Task instructions. Each entry needs to be reproduced exactly, with none left out.

= Beginning of Section =

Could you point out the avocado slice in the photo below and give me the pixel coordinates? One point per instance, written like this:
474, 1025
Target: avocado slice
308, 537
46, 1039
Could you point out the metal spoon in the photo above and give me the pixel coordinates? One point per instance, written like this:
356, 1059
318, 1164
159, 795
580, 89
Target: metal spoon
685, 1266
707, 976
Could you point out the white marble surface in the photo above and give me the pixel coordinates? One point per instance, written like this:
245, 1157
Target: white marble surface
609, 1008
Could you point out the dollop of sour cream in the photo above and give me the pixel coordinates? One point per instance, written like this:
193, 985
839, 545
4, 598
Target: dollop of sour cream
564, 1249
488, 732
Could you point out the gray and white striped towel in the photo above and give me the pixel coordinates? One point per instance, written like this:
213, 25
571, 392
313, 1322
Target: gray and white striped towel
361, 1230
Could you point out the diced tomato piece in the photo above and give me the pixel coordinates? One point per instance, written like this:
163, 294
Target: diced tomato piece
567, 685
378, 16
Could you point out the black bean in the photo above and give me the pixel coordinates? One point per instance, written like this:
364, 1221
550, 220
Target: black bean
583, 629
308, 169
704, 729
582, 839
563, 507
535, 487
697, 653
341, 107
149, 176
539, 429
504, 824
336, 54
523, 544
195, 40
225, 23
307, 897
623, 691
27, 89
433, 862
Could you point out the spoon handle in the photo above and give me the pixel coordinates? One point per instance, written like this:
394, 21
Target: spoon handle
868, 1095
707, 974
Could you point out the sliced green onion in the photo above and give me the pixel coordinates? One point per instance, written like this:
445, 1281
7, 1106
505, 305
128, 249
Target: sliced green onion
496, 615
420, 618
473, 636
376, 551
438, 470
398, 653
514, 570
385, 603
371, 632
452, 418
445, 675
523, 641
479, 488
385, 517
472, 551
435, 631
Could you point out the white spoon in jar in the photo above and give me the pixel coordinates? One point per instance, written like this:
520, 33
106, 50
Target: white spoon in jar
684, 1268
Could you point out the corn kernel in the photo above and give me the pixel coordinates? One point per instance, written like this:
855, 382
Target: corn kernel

= End of Section =

Output.
Could you point out the avocado slice in the photo below and give me the pixel coordinates? One point per instance, written like this:
474, 1025
Target: avocado slice
308, 537
46, 1039
Could you point out the metal spoon in the photo above and give me the pixel coordinates? One point per instance, written like this:
356, 1059
318, 1164
159, 795
580, 89
Target: metal spoon
685, 1266
707, 976
Could you point out the white marble surface in the photo above and give me the pixel coordinates? One point per instance, written like this:
245, 1157
Target: white marble surface
609, 1008
Could you point out the dollop of sour cream in the photo above and give me the pixel coordinates? One point per instance, written like this:
193, 985
839, 545
4, 598
Target: dollop of sour cream
564, 1249
488, 732
Could you point out the gray and white striped towel in the photo above and give me the pixel coordinates? One point per instance, written like this:
213, 25
571, 392
313, 1322
Target: gray and white striped towel
361, 1230
Could you point out the diced tomato piece in the photo above and give me the pixel coordinates? One point per instance, written like this:
163, 294
Target: diced tomato piece
567, 685
378, 16
Could you point out the black bean in the photo above and give me the pixel coordinates? One point per instance, written like this:
364, 1221
550, 220
Target: black bean
583, 629
308, 169
704, 729
582, 839
563, 507
535, 487
697, 653
341, 107
149, 176
539, 429
504, 824
336, 54
523, 544
195, 40
225, 23
307, 897
623, 691
27, 89
433, 862
Could you point out the spoon handle in the photo above and give me the pixel coordinates? One point per instance, written like this:
394, 21
Target: spoon handle
868, 1095
707, 974
Could you point out the sliced green onion in the photo above and give me the pixel coordinates? One point per instance, written like this:
445, 1281
7, 1106
505, 305
128, 249
Target: sliced green onion
496, 615
420, 618
473, 636
376, 551
438, 470
398, 653
514, 570
385, 603
371, 632
452, 418
445, 675
523, 641
479, 488
385, 517
472, 551
435, 631
Could you point out the white spoon in jar in the photo above and give me the pixel coordinates? One point per instance, written like this:
520, 33
106, 50
Target: white spoon in jar
684, 1268
Could you point out the corn kernel in the photo above and give me the pixel coordinates? One point per instance, written like this:
855, 382
Target: corn kernel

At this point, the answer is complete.